====== DATA RECORDS ======

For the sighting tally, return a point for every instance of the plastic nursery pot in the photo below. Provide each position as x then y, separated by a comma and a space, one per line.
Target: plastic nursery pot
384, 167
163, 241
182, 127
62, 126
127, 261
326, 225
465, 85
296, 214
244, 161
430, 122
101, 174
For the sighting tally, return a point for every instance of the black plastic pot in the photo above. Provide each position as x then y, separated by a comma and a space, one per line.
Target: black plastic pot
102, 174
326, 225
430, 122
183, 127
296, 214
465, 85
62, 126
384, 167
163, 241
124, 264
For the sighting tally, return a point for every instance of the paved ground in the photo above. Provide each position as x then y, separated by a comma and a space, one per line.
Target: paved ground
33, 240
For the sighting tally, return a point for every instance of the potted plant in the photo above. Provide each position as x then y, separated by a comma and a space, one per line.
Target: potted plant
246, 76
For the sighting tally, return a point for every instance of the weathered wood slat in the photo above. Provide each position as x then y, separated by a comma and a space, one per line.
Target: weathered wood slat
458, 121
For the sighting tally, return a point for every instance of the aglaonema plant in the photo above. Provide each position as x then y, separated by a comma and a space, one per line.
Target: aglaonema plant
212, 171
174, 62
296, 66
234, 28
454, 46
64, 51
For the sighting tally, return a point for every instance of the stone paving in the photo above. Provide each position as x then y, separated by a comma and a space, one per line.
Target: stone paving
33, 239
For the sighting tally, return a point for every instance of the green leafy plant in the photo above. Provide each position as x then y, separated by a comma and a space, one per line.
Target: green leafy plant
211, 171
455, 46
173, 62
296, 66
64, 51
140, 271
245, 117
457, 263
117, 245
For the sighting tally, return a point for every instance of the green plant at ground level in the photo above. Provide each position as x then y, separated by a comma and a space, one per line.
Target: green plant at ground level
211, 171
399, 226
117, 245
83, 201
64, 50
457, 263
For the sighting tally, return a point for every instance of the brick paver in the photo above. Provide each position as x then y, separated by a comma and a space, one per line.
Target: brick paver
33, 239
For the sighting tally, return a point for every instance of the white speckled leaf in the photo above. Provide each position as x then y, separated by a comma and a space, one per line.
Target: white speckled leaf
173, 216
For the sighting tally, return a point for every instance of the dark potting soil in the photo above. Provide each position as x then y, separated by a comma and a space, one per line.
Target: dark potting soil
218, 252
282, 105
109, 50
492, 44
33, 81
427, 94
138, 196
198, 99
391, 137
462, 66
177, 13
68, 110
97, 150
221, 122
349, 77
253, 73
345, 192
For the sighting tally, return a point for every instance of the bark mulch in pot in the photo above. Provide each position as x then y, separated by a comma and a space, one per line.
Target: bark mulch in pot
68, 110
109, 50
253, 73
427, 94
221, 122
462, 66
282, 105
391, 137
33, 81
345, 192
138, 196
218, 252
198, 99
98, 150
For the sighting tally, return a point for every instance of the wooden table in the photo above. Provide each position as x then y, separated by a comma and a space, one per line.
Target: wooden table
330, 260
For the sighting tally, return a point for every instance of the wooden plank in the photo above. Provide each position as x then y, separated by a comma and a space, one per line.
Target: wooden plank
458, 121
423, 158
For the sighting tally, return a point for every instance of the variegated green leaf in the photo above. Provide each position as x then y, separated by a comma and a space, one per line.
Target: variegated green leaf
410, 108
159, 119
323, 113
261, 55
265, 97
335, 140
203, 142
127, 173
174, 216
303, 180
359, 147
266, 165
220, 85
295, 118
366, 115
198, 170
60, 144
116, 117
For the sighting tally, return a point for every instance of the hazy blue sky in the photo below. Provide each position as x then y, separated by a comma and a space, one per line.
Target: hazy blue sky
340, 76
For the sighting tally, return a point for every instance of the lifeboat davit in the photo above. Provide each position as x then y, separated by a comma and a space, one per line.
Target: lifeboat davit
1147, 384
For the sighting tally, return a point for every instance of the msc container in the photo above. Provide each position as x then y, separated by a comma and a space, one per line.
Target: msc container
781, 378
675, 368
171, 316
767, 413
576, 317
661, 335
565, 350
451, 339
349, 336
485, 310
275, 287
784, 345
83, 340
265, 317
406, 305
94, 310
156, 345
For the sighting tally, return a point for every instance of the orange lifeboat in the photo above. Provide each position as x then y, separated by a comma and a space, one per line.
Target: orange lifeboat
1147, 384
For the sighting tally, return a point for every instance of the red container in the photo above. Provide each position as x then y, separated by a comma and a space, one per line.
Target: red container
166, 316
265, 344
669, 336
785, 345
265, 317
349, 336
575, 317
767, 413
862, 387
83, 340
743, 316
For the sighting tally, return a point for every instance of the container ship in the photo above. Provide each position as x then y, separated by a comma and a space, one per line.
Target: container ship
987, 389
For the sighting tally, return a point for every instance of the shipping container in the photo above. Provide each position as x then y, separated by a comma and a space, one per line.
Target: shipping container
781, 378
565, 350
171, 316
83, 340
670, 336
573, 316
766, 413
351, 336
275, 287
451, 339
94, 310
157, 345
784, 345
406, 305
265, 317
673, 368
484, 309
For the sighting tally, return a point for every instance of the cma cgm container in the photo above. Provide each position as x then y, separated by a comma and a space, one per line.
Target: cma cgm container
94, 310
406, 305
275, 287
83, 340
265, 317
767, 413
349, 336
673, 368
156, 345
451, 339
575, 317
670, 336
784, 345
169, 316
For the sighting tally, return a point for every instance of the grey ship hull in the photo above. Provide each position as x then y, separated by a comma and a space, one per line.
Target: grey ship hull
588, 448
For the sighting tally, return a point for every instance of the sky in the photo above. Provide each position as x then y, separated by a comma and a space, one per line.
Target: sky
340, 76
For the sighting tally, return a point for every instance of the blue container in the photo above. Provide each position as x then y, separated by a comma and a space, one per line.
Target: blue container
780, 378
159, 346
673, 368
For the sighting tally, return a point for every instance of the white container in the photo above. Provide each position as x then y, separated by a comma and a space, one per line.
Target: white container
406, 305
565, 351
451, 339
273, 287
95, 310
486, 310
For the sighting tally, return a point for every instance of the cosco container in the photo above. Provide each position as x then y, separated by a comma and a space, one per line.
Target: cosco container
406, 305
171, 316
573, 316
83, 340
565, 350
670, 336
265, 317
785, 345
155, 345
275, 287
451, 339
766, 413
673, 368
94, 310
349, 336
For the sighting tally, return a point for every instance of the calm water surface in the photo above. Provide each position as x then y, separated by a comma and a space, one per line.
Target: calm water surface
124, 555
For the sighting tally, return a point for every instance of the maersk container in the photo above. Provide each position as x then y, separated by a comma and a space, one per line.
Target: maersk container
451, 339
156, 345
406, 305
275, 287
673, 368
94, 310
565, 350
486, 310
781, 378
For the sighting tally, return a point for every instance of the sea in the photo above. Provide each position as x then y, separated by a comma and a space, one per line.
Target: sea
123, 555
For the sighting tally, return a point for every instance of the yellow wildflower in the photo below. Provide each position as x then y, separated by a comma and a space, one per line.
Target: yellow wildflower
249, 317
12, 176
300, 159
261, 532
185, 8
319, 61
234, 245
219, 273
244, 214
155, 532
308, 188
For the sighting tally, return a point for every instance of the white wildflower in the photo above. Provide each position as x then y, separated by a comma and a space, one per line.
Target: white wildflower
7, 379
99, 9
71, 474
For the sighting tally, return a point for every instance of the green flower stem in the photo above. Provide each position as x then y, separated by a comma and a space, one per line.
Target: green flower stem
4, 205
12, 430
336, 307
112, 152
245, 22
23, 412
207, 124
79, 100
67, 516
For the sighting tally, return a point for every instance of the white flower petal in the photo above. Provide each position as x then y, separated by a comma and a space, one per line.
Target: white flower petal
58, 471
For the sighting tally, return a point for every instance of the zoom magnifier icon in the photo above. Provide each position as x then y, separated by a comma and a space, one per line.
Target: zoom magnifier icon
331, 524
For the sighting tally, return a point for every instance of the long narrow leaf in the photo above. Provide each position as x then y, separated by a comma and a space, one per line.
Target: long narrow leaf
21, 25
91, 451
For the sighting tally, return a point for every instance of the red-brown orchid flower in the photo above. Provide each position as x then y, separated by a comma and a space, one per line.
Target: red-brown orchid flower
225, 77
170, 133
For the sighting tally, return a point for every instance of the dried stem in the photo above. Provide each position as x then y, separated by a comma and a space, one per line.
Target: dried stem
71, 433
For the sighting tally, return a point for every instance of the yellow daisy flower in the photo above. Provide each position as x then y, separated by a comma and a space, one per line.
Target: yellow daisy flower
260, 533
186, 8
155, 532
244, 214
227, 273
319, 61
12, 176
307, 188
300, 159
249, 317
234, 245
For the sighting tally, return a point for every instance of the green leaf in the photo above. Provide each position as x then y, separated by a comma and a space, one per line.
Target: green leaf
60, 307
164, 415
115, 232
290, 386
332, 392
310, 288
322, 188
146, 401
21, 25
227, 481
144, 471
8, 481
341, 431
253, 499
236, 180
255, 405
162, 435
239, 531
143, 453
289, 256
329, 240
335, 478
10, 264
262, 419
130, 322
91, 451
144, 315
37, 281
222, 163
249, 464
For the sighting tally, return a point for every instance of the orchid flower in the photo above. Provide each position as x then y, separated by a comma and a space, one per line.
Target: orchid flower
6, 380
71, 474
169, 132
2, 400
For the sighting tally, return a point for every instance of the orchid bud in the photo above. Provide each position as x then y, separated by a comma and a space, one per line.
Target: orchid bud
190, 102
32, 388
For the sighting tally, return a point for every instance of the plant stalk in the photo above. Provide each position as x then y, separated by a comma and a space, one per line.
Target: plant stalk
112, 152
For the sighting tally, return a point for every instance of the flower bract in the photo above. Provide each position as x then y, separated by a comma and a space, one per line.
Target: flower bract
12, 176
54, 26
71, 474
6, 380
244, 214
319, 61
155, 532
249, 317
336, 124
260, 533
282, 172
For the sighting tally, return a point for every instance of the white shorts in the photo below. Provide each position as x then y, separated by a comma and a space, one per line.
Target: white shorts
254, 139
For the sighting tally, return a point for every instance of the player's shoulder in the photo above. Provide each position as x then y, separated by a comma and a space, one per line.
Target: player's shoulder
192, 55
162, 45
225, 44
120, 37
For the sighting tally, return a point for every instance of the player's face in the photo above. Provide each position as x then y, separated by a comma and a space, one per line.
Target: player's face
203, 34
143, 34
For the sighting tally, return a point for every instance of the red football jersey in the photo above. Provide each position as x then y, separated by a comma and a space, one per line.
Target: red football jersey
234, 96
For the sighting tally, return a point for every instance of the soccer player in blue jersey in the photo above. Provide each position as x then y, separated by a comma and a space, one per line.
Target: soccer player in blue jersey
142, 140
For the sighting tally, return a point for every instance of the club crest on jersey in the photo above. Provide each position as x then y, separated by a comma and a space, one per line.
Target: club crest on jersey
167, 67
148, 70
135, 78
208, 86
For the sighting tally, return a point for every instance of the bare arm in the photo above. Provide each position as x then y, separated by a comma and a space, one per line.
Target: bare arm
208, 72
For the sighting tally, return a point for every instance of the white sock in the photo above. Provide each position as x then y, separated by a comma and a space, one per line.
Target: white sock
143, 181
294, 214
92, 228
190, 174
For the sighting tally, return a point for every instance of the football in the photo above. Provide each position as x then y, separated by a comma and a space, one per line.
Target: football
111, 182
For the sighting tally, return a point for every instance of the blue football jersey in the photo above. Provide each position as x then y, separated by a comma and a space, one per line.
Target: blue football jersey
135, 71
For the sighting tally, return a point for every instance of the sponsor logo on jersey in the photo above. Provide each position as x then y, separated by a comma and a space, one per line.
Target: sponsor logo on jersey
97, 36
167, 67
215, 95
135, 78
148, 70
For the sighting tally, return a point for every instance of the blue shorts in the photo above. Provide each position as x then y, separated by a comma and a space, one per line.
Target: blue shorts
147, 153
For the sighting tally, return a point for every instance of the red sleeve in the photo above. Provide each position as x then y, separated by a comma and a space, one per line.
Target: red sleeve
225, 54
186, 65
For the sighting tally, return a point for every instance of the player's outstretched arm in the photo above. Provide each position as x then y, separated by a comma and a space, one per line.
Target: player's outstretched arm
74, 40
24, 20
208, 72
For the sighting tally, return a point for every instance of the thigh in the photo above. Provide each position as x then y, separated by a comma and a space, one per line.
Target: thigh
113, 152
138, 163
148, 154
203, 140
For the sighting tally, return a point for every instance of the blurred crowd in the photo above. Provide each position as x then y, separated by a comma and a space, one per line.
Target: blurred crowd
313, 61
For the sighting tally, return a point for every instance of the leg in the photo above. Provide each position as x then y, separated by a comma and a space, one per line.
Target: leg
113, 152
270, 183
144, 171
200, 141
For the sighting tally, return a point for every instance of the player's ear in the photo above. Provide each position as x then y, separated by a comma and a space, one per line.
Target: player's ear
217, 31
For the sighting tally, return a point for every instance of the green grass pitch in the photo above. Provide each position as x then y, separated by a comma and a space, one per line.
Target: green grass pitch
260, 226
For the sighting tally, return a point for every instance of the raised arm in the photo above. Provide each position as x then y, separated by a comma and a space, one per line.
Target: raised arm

======

▶ [STATED PROBLEM]:
Rewrite the stretch from the line containing "of the raised" through the end of the records, changing "raised arm" to "lifted arm" and leaving everything else unchanged.

▶ [SOLUTION FOR THIS PROBLEM]:
For the sighting tally, return a point for every instance of the lifted arm in the photo above. Provide each position as x then y, separated by a comma and a space, one per line.
Target: lifted arm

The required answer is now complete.